=== Page ===

• • • •

Transcoding: Beyond the Basics
Presented by: Deborah Goldsmith - Apple Computer, Inc.
Intended Audience: |
Managers, Software Engineers, Systems Analysts |
Session Level: |
Beginner, Intermediate |
Initially, conversion of text from one character encoding to another - and in
particular between Unicode and other encodings - may seem straightforward: Just convert
characters in one encoding into the equivalent character - if there is one - in another
encoding. However, there are many subtle issues involved in deciding when characters in
different encodings are equivalent:
- Similar characters in different encodings may have a different range of meanings, or
different properties. One encoding may use a single character to represent a range of
meanings that another encoding uses two or three different characters to represent, or a
particular character that is in both encodings may have different directional properties
in the two different encodings.
- Information that is explicit in one encoding may be implicit in another, where it
may depend on context or other state.
- The requirements for how close an equivalence is required often depend on the
purpose of a particular transcoding operation, and may range from "identity" (subject to
the caveats mentioned above), through canonical, compatibility, or other semantic
equivalence, all they way to mere graphic similarity. Encoding conversions need to
handle different types of equivalence to properly handle different types of clients.
This talks describes many such issues, and presents techniques for handling them.
|

• • • •

=== Set of tasks ===
(A) In the transcoding session description, why do encoding conversions need to handle different types of equivalence?
(B) Copy the records from their start through the line containing "<point>704,149</point>", replacing "Tag" with "Mark" and leaving everything else unchanged.

=== Given data ===
• • • •

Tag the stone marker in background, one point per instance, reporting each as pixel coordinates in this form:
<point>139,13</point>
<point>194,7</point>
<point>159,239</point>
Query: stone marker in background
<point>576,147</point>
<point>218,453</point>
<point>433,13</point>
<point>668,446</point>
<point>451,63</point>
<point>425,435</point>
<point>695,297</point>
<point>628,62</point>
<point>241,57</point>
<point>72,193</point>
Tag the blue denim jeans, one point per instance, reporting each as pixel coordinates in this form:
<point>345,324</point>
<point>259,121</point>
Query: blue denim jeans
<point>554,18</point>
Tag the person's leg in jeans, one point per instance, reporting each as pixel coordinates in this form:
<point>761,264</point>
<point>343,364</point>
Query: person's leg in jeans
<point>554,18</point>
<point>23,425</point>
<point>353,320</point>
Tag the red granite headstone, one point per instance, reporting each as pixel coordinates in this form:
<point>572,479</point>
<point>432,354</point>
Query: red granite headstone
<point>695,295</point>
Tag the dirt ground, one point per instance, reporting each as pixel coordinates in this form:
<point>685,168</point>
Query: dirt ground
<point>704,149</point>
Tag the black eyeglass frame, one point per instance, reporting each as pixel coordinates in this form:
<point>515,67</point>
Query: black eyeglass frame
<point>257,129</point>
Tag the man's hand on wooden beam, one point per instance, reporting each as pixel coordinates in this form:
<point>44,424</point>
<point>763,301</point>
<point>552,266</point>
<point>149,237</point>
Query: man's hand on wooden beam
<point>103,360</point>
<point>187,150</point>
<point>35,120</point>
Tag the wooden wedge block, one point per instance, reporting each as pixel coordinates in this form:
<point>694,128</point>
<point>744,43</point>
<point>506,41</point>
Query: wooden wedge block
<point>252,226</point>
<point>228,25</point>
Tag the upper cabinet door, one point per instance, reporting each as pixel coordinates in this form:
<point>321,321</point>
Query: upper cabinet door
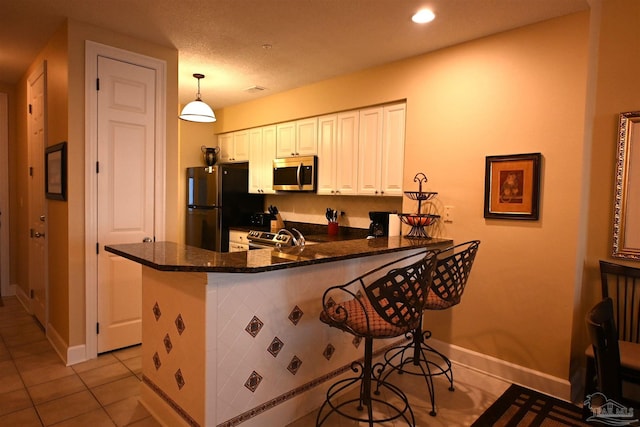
<point>327,135</point>
<point>370,143</point>
<point>347,151</point>
<point>241,146</point>
<point>393,149</point>
<point>225,143</point>
<point>286,139</point>
<point>307,137</point>
<point>299,138</point>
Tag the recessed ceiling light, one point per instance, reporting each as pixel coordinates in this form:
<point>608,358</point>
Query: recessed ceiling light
<point>423,16</point>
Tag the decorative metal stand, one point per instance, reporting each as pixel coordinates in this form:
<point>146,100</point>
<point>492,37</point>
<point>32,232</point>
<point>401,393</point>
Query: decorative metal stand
<point>419,221</point>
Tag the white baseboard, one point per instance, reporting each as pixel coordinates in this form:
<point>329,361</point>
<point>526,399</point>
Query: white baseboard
<point>76,354</point>
<point>507,371</point>
<point>69,355</point>
<point>23,299</point>
<point>58,344</point>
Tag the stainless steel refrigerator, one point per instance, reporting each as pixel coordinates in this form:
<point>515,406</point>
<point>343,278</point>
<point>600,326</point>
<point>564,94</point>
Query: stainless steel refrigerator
<point>218,198</point>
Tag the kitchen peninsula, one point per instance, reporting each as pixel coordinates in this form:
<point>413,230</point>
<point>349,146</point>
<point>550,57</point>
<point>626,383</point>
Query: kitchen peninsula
<point>234,338</point>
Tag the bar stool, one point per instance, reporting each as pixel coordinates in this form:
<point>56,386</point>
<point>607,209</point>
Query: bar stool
<point>417,357</point>
<point>385,302</point>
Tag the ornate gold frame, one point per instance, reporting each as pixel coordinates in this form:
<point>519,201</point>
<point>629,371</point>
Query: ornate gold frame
<point>626,215</point>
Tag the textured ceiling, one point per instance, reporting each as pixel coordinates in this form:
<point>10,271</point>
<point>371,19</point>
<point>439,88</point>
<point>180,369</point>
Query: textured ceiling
<point>311,40</point>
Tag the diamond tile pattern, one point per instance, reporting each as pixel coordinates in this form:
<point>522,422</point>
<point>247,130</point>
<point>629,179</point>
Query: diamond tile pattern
<point>156,311</point>
<point>328,351</point>
<point>254,326</point>
<point>168,345</point>
<point>180,326</point>
<point>294,365</point>
<point>156,360</point>
<point>253,381</point>
<point>179,379</point>
<point>275,347</point>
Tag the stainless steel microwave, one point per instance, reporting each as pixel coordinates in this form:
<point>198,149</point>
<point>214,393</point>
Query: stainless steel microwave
<point>295,173</point>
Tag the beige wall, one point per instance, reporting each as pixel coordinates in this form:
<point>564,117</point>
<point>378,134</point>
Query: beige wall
<point>10,90</point>
<point>517,92</point>
<point>618,90</point>
<point>55,55</point>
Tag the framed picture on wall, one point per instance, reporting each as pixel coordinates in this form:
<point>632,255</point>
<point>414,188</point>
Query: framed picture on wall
<point>512,186</point>
<point>55,172</point>
<point>626,215</point>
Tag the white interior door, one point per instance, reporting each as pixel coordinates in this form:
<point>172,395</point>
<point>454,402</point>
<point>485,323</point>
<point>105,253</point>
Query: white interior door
<point>125,187</point>
<point>36,92</point>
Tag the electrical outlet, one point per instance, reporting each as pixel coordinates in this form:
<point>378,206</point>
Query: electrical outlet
<point>448,214</point>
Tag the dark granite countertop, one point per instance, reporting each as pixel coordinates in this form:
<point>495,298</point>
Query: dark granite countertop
<point>316,233</point>
<point>170,256</point>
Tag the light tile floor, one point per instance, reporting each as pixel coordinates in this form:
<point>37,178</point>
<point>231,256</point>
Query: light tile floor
<point>37,389</point>
<point>474,393</point>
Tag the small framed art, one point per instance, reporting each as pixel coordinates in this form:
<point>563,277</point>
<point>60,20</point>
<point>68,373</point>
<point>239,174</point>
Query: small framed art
<point>512,186</point>
<point>55,172</point>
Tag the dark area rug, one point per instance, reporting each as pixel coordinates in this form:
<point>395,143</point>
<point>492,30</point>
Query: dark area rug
<point>522,407</point>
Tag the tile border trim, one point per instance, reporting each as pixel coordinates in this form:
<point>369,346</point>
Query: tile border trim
<point>177,408</point>
<point>253,412</point>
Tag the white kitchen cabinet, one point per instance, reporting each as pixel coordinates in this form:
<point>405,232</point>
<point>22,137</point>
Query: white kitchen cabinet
<point>234,146</point>
<point>262,151</point>
<point>393,130</point>
<point>338,153</point>
<point>381,150</point>
<point>238,241</point>
<point>297,138</point>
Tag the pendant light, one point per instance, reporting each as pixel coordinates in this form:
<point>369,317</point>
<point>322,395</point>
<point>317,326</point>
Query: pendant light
<point>198,111</point>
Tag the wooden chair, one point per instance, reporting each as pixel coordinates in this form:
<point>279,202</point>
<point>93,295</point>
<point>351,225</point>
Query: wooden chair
<point>621,284</point>
<point>607,395</point>
<point>385,302</point>
<point>449,281</point>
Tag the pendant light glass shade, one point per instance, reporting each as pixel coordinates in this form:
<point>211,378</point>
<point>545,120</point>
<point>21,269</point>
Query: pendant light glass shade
<point>198,111</point>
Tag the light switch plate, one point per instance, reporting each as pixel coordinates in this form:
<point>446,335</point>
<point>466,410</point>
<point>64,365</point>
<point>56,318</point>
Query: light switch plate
<point>448,214</point>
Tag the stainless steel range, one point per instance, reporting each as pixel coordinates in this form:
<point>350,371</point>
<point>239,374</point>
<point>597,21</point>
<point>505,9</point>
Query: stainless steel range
<point>268,240</point>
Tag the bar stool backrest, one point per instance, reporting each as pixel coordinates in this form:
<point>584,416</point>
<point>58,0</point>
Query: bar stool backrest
<point>452,272</point>
<point>604,339</point>
<point>400,295</point>
<point>622,284</point>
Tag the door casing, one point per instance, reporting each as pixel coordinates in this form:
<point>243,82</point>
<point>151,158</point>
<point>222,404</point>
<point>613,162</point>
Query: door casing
<point>92,51</point>
<point>5,287</point>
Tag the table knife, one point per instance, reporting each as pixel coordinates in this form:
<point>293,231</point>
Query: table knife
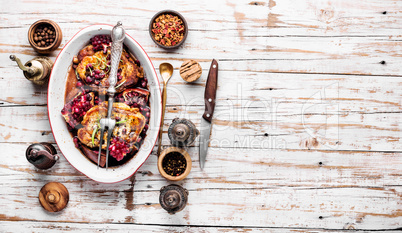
<point>206,119</point>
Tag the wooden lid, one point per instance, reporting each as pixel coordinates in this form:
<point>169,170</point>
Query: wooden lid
<point>190,70</point>
<point>53,196</point>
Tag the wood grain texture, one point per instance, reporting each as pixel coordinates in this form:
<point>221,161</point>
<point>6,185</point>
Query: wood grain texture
<point>306,132</point>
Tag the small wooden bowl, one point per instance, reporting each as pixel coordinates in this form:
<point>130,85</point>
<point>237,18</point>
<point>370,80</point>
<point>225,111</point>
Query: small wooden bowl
<point>173,150</point>
<point>175,13</point>
<point>56,42</point>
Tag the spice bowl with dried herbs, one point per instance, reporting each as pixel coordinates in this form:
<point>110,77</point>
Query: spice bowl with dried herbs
<point>168,29</point>
<point>174,163</point>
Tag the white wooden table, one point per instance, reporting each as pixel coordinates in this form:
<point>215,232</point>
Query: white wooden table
<point>307,132</point>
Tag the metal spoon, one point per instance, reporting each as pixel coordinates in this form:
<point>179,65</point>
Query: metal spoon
<point>166,70</point>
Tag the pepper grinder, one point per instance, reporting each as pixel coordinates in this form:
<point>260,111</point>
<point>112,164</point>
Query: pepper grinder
<point>182,132</point>
<point>173,198</point>
<point>42,155</point>
<point>36,70</point>
<point>54,196</point>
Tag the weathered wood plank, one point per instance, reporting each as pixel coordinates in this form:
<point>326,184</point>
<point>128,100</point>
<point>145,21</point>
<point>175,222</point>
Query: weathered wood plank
<point>254,188</point>
<point>257,127</point>
<point>23,226</point>
<point>305,115</point>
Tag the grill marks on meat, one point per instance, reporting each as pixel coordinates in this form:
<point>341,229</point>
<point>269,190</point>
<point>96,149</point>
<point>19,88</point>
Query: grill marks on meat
<point>74,111</point>
<point>130,72</point>
<point>132,123</point>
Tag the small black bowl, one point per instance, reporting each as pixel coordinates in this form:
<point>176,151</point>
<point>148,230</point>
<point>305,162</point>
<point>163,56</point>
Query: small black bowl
<point>175,13</point>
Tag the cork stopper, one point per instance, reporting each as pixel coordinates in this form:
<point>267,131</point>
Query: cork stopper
<point>173,198</point>
<point>190,70</point>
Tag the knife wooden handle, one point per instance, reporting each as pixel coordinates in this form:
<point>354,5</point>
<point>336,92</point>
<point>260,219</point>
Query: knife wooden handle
<point>210,91</point>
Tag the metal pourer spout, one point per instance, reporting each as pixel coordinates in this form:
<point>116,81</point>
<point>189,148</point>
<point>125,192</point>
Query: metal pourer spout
<point>36,70</point>
<point>30,70</point>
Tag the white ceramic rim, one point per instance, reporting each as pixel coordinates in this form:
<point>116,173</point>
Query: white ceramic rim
<point>56,91</point>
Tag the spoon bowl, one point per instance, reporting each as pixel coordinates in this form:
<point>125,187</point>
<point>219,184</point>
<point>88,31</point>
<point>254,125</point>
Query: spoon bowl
<point>166,70</point>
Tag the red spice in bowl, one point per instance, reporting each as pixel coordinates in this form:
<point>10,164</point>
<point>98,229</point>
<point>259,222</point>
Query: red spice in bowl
<point>168,29</point>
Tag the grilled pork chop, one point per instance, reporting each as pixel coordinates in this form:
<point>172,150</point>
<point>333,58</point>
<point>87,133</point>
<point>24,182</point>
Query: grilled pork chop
<point>129,124</point>
<point>94,67</point>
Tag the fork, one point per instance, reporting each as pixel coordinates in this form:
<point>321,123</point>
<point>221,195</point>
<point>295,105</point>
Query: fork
<point>107,124</point>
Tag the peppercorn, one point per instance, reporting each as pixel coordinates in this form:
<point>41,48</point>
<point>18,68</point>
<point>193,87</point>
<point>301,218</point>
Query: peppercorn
<point>44,36</point>
<point>174,164</point>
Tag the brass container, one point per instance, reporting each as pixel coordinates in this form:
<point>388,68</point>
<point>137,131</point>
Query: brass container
<point>36,70</point>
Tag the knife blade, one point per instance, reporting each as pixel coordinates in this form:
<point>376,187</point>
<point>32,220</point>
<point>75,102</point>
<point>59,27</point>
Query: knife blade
<point>206,120</point>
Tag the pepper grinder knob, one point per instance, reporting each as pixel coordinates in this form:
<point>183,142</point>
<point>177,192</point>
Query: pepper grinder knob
<point>36,70</point>
<point>42,155</point>
<point>182,132</point>
<point>54,196</point>
<point>173,198</point>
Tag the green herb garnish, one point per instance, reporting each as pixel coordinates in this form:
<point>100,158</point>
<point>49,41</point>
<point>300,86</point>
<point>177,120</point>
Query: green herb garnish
<point>121,122</point>
<point>120,84</point>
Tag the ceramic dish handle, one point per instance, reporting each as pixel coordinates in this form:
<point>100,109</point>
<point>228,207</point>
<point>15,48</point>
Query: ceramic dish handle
<point>118,35</point>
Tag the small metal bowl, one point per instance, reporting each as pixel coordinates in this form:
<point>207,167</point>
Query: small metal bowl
<point>175,13</point>
<point>169,151</point>
<point>56,42</point>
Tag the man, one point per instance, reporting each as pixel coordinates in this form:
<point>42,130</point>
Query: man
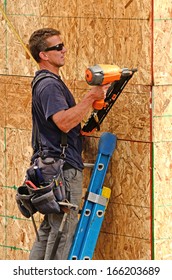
<point>54,111</point>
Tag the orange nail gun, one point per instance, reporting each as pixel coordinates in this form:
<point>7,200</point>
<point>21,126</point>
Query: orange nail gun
<point>101,74</point>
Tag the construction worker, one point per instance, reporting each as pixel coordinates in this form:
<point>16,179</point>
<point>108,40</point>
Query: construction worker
<point>54,111</point>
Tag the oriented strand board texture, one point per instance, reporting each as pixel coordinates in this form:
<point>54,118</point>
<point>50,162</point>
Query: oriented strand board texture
<point>162,130</point>
<point>95,31</point>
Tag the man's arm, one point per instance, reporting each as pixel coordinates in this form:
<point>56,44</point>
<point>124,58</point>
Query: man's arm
<point>67,119</point>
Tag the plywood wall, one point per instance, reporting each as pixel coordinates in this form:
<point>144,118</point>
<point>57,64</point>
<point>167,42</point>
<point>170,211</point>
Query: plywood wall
<point>95,32</point>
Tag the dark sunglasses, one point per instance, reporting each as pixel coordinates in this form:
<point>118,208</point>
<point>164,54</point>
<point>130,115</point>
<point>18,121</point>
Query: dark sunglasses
<point>58,47</point>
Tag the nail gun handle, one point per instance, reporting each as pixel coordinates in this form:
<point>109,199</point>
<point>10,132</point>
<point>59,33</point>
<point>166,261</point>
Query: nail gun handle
<point>98,104</point>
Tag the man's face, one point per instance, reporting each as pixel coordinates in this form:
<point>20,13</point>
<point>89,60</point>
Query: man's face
<point>56,57</point>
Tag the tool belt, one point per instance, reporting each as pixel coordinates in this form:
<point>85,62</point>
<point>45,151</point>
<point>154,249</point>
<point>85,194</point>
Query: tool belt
<point>43,188</point>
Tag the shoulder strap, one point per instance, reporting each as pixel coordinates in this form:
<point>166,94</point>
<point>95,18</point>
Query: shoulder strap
<point>63,144</point>
<point>42,76</point>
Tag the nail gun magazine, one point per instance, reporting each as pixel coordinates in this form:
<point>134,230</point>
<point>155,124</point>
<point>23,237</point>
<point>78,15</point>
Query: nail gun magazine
<point>101,74</point>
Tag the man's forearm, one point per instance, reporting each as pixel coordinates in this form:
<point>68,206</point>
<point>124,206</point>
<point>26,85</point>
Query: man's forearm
<point>67,119</point>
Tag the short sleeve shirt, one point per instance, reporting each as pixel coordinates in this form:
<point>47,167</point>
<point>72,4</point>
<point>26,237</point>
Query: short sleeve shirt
<point>49,96</point>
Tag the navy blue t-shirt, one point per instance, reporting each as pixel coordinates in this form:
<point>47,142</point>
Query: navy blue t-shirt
<point>50,96</point>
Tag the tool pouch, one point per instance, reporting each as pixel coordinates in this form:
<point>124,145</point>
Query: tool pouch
<point>44,200</point>
<point>23,199</point>
<point>45,197</point>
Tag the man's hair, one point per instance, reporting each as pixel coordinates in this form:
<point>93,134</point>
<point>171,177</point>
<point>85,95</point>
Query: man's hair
<point>37,41</point>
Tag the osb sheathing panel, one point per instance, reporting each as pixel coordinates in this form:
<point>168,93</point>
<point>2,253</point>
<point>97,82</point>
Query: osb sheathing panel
<point>162,199</point>
<point>18,153</point>
<point>162,101</point>
<point>3,45</point>
<point>2,157</point>
<point>93,33</point>
<point>162,42</point>
<point>127,47</point>
<point>15,96</point>
<point>163,52</point>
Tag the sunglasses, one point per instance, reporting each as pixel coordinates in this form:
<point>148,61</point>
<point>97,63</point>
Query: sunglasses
<point>58,48</point>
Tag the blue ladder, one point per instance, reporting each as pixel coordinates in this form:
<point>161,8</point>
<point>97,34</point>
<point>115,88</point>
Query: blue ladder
<point>95,204</point>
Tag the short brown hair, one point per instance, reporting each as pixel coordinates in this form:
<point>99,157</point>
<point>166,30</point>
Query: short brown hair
<point>37,41</point>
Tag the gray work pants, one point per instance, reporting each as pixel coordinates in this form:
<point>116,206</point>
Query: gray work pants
<point>48,230</point>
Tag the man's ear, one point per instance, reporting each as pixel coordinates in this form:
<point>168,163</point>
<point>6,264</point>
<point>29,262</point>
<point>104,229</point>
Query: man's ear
<point>43,56</point>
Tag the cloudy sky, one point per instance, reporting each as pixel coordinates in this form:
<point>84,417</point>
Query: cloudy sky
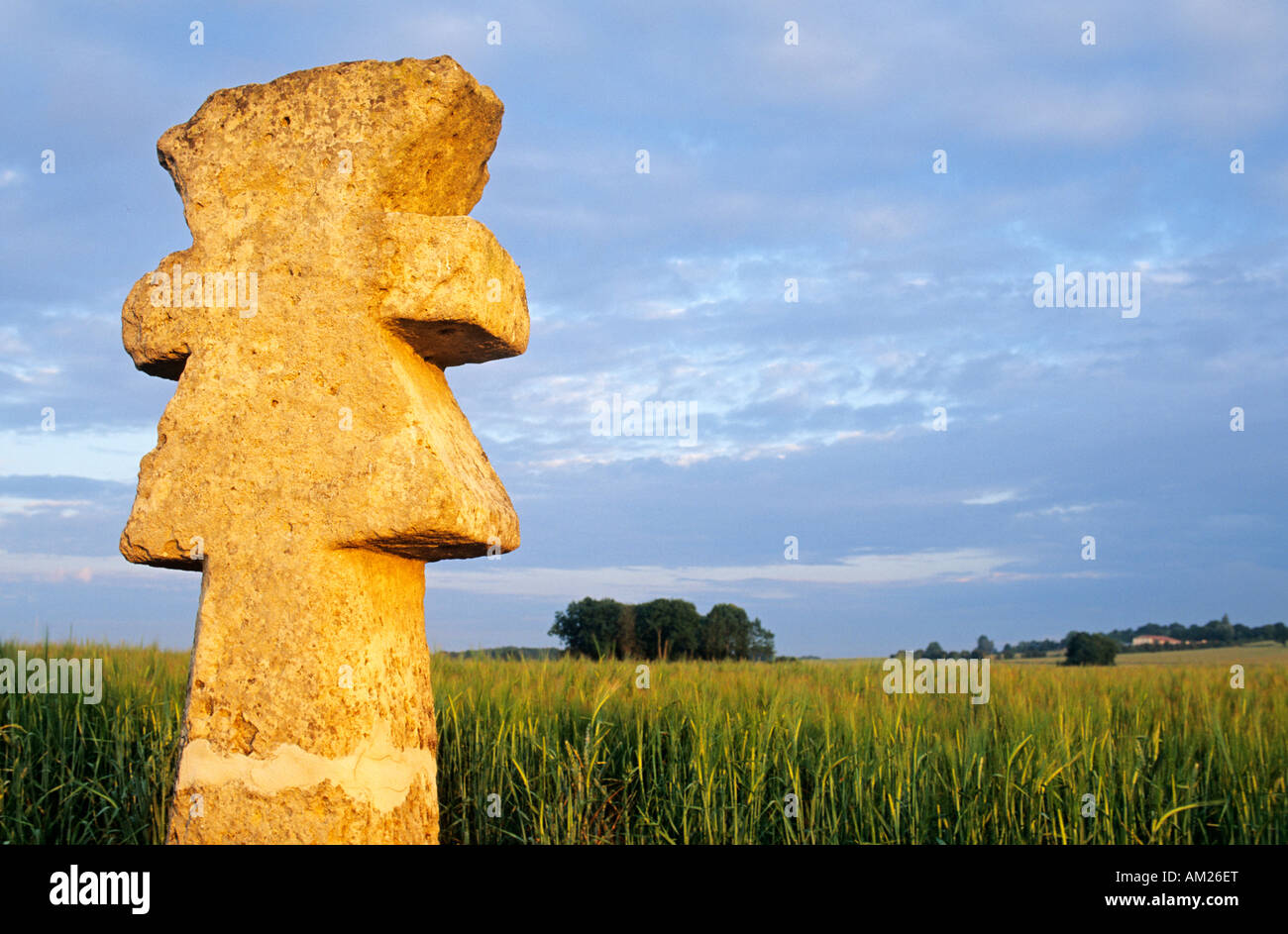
<point>816,419</point>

• • • •

=== Answers ===
(A) How close an equivalence must be often depends on the purpose of a particular transcoding operation. That can range from "identity" through canonical, compatibility, or other semantic equivalence, all the way to mere graphic similarity. Handling these different types lets conversions properly handle different types of clients.

(B)
Mark the stone marker in background, one point per instance, reporting each as pixel coordinates in this form:
<point>139,13</point>
<point>194,7</point>
<point>159,239</point>
Query: stone marker in background
<point>576,147</point>
<point>218,453</point>
<point>433,13</point>
<point>668,446</point>
<point>451,63</point>
<point>425,435</point>
<point>695,297</point>
<point>628,62</point>
<point>241,57</point>
<point>72,193</point>
Mark the blue denim jeans, one point per instance, reporting each as pixel coordinates in this form:
<point>345,324</point>
<point>259,121</point>
Query: blue denim jeans
<point>554,18</point>
Mark the person's leg in jeans, one point per instance, reporting each as pixel coordinates in this form:
<point>761,264</point>
<point>343,364</point>
Query: person's leg in jeans
<point>554,18</point>
<point>23,425</point>
<point>353,320</point>
Mark the red granite headstone, one point per instance, reporting each as pixel coordinates in this form:
<point>572,479</point>
<point>432,354</point>
Query: red granite headstone
<point>695,295</point>
Mark the dirt ground, one point per instance, reporting each as pixel coordinates in this form:
<point>685,168</point>
Query: dirt ground
<point>704,149</point>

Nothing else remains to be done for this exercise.